**任务**
请从这篇介绍 JavaScript 混淆器实现原理的文章的最后一句之后开始续写。

**文章节选**
--------------------------------------------------
JavaScript 混淆器实现原理

研究了一下 JavaScript 混淆技术。市面上的工具要么太重，要么配置太复杂。干脆自己实现一个，顺便把混淆的核心技术整理出来。

混淆的本质是什么？

混淆 ≠ 加密。加密需要密钥才能还原，混淆只是让代码变得难以阅读和分析。好的混淆应该：

增加逆向成本：让破解的时间成本远高于重写
保持功能不变：混淆后的代码逻辑必须完全一致
控制体积膨胀：不能让代码体积爆炸式增长

核心技术一：标识符重命名

最基础也最有效。把有意义的变量名变成无意义的字符：

// 原始代码
function calculateTotal(price, quantity) {
  const discount = 0.9;
  return price * quantity * discount;
}

// 混淆后
function _0x1a2b(_0x3c4d, _0x5e6f) {
  const _0x7g8h = 0.9;
  return _0x3c4d * _0x5e6f * _0x7g8h;
}

四种命名策略

策略	示例	特点
hexadecimal	`_0x1a2b`	最常见，不易冲突
mangled	`a, b, c`	最短，但可能冲突
mangled-shuffled	`x, m, k`	随机打乱字母
dictionary	`apple, banana`	自定义词典

实现要点：需要维护一个映射表，确保同一个标识符在不同位置使用相同的混淆名：

class IdentifierRenamer {
  private map = new Map<string, string>()
  private counter = 0
  
  rename(original: string): string {
    if (this.map.has(original)) {
      return this.map.get(original)!
    }
    const newName = `_0x${this.counter.toString(16)}`
    this.map.set(original, newName)
    this.counter++
    return newName
  }
}

核心技术二：字符串数组化

把所有字符串字面量提取到一个数组，通过索引访问：

// 原始代码
const message = "Hello, World!";
console.log("User: " + username);
alert("Operation completed");

// 混淆后
var _0x4f3a = ["Hello, World!", "User: ", "Operation completed"];
const message = _0x4f3a[0];
console.log(_0x4f3a[1] + username);
alert(_0x4f3a[2]);

加密增强

进一步对字符串数组加密（Base64 或 RC4）：

// Base64 编码
var _0x4f3a = ["SGVsbG8sIFdvcmxkIQ==", "VXNlcjog", "T3BlcmF0aW9uIGNvbXBsZXRlZA=="];
function _0xdecode(idx) {
  return atob(_0x4f3a[idx]);
}

// RC4 加密（更难破解）
var _0x4f3a = ["\x1a\x2b\x3c...", "\x4d\x5e\x6f...", ...];
function _0xrc4(idx, key) {
  // RC4 解密逻辑
}

性能考量：RC4 比 Base64 慢 30-35%，但安全性更高。
--------------------------------------------------
**提取条目**

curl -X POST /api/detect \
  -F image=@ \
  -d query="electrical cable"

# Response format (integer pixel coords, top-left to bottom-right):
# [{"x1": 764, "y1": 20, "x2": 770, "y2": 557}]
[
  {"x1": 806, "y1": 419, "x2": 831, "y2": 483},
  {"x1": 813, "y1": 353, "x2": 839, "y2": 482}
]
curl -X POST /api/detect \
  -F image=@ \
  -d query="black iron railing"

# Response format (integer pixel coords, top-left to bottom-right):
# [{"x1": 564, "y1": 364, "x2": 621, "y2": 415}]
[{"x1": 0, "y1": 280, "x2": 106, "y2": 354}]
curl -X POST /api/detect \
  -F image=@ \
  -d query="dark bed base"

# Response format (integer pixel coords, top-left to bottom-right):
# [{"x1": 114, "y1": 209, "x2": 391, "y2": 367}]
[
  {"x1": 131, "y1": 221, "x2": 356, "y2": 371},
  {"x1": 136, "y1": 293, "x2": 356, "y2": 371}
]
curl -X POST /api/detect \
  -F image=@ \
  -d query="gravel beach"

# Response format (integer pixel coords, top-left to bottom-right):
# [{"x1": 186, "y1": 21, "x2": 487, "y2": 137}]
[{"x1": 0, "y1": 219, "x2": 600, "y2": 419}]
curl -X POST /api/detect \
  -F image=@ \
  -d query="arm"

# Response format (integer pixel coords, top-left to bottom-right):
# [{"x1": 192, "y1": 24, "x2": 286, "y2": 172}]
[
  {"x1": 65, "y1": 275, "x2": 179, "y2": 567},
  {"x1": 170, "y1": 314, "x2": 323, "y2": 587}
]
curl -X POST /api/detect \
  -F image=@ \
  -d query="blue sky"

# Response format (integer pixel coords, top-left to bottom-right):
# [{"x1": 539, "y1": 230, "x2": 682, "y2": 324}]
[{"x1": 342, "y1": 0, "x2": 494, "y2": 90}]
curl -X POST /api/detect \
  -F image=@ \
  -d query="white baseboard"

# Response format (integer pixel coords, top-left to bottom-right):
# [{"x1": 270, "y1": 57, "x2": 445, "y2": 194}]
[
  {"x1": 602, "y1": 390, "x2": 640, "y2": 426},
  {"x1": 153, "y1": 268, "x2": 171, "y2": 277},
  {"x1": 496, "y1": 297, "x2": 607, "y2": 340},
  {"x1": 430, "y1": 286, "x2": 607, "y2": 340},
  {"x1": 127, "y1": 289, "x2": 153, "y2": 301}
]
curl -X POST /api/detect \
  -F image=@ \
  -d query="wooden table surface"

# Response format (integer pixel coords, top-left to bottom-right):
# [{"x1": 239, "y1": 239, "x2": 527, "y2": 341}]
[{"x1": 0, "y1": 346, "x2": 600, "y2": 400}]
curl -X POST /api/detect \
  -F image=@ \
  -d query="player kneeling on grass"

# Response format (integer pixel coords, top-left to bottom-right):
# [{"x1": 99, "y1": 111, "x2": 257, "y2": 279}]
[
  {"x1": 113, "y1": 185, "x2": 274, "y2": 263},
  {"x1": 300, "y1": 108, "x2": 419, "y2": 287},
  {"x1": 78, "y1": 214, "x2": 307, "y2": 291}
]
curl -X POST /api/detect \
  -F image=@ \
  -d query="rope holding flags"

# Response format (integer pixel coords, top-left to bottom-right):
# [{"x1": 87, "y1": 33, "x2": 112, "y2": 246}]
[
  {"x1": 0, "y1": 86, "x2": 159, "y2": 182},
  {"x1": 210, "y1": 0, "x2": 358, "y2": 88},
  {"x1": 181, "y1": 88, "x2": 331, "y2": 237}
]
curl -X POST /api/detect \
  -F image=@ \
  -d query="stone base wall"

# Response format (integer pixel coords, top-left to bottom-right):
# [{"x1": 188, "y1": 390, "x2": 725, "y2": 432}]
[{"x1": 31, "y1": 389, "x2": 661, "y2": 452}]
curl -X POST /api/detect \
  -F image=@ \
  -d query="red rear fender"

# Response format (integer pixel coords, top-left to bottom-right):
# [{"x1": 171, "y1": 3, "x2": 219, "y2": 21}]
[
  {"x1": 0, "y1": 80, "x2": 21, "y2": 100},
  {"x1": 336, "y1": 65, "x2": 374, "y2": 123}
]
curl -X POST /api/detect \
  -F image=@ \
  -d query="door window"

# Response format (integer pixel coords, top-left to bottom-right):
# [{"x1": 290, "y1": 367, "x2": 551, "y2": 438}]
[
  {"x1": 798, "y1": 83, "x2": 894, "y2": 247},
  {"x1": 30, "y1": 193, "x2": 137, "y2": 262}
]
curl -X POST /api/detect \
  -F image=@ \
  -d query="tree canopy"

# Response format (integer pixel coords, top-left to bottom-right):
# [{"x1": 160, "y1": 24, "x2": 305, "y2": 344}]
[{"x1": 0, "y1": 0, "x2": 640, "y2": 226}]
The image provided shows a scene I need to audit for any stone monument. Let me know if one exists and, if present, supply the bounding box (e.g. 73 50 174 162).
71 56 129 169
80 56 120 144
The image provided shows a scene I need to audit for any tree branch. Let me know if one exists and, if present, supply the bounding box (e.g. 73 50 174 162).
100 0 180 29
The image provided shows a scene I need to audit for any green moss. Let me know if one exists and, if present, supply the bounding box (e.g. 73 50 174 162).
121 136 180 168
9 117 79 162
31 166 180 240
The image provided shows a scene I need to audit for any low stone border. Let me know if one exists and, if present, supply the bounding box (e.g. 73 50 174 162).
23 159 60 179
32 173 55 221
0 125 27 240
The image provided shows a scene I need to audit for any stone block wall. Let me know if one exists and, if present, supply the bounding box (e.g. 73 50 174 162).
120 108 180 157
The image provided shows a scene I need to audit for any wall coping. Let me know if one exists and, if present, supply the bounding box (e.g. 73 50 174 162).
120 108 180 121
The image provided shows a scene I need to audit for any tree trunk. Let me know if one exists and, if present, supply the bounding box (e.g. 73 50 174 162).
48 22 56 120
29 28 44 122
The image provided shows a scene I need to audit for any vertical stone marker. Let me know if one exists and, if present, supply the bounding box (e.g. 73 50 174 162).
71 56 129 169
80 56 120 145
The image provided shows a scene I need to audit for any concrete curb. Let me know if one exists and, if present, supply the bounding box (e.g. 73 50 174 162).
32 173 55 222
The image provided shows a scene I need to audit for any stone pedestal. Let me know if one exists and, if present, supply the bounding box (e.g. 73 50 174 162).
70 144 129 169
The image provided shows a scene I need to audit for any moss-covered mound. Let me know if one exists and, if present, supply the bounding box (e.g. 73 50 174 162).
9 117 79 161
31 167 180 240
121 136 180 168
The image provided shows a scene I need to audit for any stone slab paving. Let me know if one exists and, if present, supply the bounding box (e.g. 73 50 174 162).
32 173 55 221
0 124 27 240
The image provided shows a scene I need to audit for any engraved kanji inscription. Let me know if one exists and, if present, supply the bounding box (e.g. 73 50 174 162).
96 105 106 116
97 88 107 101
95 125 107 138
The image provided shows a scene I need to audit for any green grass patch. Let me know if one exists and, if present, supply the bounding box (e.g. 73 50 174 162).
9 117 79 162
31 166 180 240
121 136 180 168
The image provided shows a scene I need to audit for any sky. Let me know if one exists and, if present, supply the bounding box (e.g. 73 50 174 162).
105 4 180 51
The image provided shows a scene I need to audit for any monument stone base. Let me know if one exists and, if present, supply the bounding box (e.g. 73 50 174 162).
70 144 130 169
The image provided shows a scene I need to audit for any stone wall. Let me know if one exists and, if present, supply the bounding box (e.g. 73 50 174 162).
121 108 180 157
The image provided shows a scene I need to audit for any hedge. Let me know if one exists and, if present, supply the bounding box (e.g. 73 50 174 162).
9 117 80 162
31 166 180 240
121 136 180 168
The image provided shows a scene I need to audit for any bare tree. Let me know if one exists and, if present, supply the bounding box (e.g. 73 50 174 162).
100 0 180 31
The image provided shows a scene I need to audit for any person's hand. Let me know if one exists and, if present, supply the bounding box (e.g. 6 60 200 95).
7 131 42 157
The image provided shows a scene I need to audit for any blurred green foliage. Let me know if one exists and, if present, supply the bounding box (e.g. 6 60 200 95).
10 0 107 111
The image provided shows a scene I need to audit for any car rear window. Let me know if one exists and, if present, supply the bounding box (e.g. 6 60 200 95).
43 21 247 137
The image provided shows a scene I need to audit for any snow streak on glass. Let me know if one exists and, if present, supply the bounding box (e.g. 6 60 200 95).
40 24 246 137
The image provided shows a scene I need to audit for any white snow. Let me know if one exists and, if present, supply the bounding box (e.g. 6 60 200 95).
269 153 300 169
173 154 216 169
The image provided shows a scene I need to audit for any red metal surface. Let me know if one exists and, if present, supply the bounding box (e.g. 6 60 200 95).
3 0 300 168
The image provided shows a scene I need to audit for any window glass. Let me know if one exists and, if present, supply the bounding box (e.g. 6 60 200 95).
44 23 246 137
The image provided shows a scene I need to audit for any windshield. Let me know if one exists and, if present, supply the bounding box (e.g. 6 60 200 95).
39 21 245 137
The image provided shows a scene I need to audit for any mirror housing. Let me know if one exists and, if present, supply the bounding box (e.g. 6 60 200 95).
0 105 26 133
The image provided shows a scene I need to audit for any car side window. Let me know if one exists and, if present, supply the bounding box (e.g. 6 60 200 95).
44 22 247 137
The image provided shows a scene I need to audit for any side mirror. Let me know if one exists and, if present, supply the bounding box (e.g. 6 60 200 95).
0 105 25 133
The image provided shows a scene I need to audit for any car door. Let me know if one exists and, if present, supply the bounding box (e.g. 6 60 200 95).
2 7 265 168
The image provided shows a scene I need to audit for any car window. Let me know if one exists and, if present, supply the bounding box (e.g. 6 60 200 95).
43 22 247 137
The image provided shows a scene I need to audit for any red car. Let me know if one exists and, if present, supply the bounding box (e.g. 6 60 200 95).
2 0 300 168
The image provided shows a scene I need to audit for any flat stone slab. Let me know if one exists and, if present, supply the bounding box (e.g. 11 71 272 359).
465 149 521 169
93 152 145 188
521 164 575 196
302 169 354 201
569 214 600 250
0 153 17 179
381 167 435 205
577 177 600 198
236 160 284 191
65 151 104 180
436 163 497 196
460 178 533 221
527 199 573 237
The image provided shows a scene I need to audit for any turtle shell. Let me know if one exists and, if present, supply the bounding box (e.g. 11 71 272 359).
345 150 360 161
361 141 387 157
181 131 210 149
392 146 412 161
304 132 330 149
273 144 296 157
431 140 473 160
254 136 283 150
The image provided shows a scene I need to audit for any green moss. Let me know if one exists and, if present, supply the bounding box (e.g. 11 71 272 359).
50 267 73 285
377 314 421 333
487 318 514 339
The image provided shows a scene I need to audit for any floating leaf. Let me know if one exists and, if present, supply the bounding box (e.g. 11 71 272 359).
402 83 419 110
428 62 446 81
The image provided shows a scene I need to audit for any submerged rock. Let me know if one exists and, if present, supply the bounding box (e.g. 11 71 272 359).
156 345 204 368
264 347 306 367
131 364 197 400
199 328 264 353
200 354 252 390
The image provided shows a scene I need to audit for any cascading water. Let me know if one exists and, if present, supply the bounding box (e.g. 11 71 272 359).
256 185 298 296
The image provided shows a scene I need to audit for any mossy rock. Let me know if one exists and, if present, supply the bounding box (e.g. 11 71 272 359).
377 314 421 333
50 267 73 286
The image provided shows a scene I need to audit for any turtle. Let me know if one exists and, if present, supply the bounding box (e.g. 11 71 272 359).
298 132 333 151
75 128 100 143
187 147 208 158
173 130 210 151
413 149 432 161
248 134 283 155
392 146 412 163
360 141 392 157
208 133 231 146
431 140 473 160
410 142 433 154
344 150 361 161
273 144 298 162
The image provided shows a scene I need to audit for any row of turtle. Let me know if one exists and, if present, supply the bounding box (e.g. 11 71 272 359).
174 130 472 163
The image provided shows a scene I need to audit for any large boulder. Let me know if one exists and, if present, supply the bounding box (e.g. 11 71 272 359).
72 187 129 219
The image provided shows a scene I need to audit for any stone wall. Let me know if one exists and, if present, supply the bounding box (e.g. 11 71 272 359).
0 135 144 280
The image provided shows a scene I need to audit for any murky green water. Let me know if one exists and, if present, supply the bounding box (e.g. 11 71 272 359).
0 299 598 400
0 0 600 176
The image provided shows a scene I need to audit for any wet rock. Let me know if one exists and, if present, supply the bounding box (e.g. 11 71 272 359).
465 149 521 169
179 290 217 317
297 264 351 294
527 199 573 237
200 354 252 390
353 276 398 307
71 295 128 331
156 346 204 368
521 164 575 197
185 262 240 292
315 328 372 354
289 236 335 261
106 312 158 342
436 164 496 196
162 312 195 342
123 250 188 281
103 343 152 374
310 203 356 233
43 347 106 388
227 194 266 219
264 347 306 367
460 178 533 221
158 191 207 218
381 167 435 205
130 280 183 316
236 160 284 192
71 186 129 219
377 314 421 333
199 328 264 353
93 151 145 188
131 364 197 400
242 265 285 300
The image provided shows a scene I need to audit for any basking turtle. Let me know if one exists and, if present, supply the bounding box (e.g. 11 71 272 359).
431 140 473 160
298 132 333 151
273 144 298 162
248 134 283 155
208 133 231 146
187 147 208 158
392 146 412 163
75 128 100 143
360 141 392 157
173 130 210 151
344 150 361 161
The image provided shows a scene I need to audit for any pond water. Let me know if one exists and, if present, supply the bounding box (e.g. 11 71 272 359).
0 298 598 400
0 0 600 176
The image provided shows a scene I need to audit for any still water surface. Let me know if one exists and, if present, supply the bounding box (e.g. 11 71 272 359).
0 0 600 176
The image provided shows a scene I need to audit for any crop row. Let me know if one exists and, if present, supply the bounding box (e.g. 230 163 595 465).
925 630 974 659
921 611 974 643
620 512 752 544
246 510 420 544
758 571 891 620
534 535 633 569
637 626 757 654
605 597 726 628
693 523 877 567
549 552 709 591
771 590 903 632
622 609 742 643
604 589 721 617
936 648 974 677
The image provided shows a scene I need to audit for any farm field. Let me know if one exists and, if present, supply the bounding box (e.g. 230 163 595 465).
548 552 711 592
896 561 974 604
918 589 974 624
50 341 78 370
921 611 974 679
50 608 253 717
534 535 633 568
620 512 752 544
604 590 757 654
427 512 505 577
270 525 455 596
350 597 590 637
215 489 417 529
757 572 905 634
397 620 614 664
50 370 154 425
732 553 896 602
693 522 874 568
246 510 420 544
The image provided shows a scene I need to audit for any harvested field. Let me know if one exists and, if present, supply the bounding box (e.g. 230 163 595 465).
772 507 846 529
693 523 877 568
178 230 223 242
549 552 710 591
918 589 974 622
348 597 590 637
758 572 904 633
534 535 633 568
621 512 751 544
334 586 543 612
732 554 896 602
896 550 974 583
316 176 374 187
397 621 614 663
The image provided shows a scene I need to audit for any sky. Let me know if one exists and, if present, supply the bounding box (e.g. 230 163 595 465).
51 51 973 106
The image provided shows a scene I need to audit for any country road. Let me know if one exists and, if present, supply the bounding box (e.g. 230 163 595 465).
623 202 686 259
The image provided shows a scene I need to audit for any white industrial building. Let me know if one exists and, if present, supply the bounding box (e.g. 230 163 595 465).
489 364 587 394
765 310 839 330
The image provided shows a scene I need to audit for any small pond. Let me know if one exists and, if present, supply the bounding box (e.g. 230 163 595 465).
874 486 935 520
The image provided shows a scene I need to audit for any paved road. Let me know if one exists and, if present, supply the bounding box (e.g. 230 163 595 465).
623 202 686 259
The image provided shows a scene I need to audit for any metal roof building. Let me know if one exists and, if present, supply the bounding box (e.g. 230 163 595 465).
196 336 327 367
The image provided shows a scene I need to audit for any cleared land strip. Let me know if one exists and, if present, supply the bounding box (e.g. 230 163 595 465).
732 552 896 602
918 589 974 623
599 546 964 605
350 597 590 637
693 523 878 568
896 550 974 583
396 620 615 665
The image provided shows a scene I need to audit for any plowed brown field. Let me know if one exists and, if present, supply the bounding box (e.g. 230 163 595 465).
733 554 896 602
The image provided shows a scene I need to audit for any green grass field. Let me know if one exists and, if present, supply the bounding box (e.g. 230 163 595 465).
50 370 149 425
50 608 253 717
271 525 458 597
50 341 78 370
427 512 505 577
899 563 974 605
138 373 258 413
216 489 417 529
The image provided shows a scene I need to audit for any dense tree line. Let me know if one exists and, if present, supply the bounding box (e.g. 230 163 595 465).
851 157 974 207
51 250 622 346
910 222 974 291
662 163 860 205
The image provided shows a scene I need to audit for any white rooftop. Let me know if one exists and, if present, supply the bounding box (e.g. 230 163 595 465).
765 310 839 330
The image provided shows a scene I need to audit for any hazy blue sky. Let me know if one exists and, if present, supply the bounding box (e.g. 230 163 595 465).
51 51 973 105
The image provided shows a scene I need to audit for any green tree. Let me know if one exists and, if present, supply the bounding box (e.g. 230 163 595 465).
--------------------------------------------------
**作答**
核心技术三：控制流扁平化

这是最复杂也最有效的技术。把线性的代码流程变成 switch-case 跳转：

// 原始代码
function validate(user) {
  if (!user) return false;
  if (!user.email) return false;
  if (!user.password) return false;
  return true;
}

// 混淆后
function validate(user) {
  var _0xflow = "3|1|4|2|0".split("|");
  var _0xidx = 0;
  while (true) {
    switch (_0xflow[_0xidx++]) {
      case "0":
        return true;
      case "1":
        if (!user) return false;
        break;
      case "2":
        if (!user.password) return false;
        break;
      case "3":
        continue;
      case "4":
        if (!user.email) return false;
        break;
    }
    if (_0xidx >= _0xflow.length) break;
  }
}

原理：把代码块打乱顺序，用状态机控制执行流程。逆向时很难理清逻辑。

性能影响：这是对性能影响最大的技术，可能降低 1.5 倍运行速度。建议设置阈值（如 0.75），只对部分代码块应用。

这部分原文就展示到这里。